Stored items:
★ ★ ★ ★

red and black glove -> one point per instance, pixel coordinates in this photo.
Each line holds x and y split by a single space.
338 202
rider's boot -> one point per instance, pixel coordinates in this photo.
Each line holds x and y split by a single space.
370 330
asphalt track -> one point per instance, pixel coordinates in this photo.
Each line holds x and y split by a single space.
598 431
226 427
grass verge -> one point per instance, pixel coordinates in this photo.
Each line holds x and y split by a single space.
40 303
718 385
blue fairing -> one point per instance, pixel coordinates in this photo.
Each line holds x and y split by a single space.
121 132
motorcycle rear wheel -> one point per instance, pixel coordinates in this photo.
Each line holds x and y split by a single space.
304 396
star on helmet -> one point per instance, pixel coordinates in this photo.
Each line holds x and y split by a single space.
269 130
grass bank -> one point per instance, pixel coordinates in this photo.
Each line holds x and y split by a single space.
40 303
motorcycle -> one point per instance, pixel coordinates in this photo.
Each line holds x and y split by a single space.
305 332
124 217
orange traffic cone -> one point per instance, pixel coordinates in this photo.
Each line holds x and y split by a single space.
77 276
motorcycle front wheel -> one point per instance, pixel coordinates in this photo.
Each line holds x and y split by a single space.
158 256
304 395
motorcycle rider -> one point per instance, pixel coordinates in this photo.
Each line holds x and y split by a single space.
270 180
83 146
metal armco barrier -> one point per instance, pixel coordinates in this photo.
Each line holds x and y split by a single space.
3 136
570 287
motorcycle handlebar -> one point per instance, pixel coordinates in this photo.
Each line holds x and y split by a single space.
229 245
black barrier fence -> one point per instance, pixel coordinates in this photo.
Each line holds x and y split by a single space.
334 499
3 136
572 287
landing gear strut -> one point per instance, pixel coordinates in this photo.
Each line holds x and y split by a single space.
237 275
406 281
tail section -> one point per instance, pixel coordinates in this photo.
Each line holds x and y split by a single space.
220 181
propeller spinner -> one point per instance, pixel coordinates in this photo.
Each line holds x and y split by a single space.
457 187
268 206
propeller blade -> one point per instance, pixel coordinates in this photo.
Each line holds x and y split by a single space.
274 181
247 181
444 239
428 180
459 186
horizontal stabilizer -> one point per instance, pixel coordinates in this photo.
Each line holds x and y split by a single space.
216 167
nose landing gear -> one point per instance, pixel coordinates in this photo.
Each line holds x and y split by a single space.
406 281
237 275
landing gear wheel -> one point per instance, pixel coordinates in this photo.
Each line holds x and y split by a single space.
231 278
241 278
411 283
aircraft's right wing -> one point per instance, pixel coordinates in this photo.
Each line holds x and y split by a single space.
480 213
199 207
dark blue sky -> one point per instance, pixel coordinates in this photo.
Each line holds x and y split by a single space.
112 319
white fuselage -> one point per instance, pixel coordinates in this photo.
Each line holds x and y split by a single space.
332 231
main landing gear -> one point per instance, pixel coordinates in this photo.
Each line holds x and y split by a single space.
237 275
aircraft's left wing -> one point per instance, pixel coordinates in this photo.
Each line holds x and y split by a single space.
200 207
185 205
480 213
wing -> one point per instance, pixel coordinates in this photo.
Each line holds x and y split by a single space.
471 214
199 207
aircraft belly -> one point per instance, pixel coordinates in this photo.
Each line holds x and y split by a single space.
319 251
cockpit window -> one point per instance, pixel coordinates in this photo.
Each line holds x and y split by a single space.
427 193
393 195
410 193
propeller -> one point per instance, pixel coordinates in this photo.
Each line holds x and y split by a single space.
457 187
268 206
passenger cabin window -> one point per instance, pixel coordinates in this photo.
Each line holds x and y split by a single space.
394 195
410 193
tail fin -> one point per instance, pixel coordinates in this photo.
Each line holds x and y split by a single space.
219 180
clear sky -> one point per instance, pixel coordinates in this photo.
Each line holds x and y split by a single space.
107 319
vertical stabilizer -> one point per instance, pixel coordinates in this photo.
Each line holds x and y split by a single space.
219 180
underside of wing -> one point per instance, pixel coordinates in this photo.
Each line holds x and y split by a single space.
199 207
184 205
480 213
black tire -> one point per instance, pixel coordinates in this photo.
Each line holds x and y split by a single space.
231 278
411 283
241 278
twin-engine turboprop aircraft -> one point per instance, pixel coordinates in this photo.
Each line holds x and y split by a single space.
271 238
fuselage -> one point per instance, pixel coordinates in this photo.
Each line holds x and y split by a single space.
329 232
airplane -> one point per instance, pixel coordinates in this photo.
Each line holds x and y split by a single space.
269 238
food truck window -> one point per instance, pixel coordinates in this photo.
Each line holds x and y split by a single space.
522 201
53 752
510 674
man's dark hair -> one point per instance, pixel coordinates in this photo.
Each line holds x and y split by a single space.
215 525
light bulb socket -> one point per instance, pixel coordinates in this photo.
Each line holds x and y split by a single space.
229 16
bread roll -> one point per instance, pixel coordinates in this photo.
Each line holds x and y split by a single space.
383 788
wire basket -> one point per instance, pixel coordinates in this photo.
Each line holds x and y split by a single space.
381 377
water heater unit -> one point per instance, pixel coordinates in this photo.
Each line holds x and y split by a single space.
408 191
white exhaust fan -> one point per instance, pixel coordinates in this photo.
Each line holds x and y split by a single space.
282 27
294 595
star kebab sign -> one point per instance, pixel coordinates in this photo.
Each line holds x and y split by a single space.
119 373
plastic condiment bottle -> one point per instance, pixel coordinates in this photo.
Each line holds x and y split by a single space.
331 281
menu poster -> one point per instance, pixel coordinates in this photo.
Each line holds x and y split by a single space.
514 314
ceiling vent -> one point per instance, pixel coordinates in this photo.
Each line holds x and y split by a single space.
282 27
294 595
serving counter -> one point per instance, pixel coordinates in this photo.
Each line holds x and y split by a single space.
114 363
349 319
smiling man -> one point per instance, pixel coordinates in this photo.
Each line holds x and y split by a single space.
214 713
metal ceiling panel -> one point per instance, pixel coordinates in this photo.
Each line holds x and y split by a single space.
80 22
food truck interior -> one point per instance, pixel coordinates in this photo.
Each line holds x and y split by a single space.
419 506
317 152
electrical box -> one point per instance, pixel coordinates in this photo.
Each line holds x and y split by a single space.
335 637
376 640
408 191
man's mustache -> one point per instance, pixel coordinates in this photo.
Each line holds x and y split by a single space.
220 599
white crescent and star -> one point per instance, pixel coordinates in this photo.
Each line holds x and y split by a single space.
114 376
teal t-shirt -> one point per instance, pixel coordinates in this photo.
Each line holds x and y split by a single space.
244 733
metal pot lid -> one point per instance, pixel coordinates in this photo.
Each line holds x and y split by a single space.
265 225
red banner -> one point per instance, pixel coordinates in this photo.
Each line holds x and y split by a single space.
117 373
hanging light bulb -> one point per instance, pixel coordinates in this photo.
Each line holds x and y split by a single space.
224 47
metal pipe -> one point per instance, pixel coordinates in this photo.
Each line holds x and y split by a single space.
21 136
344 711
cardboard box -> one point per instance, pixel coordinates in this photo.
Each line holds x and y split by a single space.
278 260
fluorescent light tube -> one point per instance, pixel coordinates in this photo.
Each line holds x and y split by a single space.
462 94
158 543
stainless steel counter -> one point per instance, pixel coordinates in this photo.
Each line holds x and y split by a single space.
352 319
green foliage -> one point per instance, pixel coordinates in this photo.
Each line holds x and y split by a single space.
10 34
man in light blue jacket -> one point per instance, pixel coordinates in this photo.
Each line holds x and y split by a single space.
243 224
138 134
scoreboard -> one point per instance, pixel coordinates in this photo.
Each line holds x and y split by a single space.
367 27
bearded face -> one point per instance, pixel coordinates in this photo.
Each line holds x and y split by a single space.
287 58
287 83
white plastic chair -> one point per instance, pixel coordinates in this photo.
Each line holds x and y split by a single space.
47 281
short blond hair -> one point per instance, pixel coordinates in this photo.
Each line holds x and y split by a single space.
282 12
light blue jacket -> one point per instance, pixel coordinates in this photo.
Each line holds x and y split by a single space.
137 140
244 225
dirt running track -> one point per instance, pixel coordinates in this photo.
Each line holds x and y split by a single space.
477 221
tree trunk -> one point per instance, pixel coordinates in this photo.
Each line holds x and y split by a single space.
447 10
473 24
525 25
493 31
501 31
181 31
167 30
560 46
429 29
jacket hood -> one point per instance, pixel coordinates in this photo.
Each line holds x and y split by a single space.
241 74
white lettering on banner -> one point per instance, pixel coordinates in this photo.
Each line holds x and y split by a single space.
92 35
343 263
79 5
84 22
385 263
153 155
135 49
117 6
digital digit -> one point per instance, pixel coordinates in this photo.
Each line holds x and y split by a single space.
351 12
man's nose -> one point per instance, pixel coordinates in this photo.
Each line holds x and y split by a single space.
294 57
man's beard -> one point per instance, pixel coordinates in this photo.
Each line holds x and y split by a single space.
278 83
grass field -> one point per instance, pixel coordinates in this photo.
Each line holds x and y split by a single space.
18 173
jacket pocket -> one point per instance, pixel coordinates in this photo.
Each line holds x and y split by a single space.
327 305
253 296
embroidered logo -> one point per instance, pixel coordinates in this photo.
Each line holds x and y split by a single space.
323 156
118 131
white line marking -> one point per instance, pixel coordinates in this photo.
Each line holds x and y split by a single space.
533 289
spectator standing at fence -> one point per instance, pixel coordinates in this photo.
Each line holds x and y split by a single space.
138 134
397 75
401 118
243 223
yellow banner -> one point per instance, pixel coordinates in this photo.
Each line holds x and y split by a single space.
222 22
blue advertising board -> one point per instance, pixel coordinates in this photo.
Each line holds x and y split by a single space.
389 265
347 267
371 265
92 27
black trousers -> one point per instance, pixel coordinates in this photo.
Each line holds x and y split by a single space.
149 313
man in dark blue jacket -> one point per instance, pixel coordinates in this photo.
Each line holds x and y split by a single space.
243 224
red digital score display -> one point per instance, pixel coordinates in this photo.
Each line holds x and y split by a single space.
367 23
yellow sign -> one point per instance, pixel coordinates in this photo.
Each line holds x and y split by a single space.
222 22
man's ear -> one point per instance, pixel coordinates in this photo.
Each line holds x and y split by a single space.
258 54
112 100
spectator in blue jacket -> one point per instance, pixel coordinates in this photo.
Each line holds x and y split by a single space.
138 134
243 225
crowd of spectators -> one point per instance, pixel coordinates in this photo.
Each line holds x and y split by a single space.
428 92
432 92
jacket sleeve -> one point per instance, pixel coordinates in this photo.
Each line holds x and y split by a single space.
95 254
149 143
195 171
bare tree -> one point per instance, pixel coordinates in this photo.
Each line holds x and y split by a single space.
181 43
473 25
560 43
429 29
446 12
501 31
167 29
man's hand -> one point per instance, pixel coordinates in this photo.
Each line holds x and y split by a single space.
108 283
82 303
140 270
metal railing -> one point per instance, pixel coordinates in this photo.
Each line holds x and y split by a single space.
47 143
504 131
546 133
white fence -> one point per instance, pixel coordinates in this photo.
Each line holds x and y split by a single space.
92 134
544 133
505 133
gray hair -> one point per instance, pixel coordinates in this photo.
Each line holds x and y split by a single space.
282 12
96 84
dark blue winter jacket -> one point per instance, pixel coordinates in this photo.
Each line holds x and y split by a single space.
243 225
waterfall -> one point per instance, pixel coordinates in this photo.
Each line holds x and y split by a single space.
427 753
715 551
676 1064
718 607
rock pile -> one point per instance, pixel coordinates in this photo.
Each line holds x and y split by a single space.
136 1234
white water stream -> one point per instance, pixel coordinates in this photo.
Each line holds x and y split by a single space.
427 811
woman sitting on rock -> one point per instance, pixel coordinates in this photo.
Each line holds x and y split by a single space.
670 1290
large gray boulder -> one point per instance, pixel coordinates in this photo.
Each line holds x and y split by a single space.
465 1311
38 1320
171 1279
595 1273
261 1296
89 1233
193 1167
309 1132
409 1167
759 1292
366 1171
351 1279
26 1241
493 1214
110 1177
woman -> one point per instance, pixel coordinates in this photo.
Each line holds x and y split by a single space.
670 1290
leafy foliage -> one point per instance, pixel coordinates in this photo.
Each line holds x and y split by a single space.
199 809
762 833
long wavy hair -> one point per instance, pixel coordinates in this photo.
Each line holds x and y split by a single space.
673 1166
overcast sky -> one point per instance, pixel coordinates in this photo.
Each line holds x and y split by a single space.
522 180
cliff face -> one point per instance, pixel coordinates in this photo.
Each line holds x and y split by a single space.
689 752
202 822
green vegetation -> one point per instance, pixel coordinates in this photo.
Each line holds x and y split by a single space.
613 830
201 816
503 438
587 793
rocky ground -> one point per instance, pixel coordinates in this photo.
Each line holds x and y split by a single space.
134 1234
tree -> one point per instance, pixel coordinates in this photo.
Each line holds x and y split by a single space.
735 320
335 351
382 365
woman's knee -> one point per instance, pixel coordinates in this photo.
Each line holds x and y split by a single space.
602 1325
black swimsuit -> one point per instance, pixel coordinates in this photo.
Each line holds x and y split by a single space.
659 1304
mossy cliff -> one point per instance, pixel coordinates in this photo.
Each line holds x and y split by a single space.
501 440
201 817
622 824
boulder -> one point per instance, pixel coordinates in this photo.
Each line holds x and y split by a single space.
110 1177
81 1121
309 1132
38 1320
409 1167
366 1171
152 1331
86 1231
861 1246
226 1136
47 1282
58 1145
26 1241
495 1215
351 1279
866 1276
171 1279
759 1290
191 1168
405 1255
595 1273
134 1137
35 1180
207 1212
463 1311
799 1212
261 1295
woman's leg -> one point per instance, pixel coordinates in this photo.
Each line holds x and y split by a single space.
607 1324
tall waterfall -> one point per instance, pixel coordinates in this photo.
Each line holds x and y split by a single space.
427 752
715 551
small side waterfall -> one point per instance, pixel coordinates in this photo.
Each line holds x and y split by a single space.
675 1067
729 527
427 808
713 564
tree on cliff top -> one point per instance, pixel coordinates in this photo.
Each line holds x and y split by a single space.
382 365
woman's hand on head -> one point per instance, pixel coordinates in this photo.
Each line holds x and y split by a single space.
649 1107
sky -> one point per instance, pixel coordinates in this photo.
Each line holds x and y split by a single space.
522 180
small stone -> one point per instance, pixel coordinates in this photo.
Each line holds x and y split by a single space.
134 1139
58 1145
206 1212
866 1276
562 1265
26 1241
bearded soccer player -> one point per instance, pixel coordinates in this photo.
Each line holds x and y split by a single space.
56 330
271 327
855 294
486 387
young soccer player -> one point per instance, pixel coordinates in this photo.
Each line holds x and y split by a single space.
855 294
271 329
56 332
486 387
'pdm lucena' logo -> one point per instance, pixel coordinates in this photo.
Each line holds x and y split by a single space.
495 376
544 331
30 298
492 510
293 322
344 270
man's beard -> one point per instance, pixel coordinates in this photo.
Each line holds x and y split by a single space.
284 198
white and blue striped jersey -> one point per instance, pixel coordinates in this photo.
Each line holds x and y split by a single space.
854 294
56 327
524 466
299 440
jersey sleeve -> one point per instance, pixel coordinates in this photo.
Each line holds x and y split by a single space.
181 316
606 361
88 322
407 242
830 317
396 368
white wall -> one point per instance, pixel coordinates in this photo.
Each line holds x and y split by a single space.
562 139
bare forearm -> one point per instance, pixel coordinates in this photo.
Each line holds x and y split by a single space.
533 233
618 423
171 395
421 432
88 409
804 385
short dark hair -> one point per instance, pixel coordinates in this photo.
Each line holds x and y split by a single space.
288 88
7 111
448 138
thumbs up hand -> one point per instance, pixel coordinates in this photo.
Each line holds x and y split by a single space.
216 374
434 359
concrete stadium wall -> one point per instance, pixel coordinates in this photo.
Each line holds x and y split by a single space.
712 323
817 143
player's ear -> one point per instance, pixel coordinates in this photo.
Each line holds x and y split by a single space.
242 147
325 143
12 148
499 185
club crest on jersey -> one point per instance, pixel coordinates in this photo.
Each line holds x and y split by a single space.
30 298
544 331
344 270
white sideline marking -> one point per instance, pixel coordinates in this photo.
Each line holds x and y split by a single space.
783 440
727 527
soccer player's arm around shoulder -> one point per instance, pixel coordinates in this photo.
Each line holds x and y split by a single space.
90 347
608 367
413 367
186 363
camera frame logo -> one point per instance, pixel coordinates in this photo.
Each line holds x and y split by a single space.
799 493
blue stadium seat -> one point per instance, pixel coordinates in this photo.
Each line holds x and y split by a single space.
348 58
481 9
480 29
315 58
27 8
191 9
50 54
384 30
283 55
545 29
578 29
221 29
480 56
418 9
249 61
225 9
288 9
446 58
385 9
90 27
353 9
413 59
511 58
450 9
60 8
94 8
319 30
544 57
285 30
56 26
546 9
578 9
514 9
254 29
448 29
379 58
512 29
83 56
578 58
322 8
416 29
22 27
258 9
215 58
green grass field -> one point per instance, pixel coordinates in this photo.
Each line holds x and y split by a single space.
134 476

★ ★ ★ ★

Work required
Set down, unchanged, the line that contains "camera frame logo" together with every later line in the records, through the last one.

Solution to this task
camera frame logo -> one point per instance, pixel coordinates in this photo.
Each line holds x and y split by a single space.
799 493
blue stadium seat -> one point per instance, pixel coordinates in this photo.
Each line holds x and y split by a single space.
348 58
481 9
480 29
315 58
27 8
191 9
50 54
384 30
283 55
545 29
578 29
221 29
480 56
418 9
249 61
225 9
288 9
446 58
385 9
90 27
353 9
413 59
511 58
450 9
60 8
94 8
319 30
544 57
285 30
56 26
546 9
578 9
514 9
254 29
448 29
379 58
512 29
83 56
578 58
322 8
416 29
22 27
258 9
215 58
green grass field -> one point per instance, pixel coordinates in this photo.
Each line holds x and y split by a single space.
134 476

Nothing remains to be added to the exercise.